# Problem statement:
Repeat the data word for word and skip the pictures.

###

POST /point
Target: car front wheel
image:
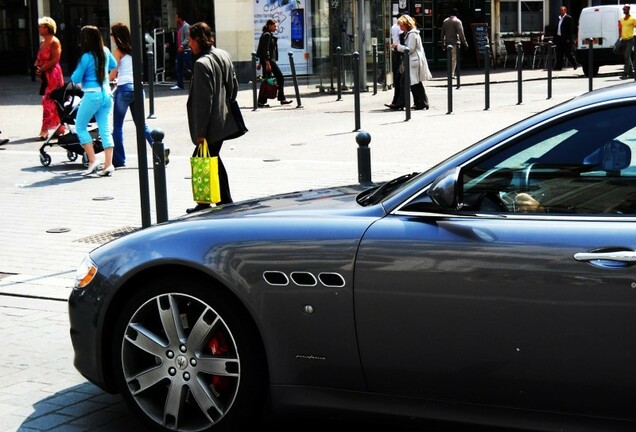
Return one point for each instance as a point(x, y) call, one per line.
point(186, 360)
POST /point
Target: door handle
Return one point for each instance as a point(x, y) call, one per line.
point(622, 256)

###

# Solution below:
POST /point
Target: car front wheel
image:
Return one point for each instance as a point(x, y) call, one per line.
point(186, 360)
POST /point
Target: door handle
Return one point for each instance as a point(x, y) call, one per line.
point(622, 256)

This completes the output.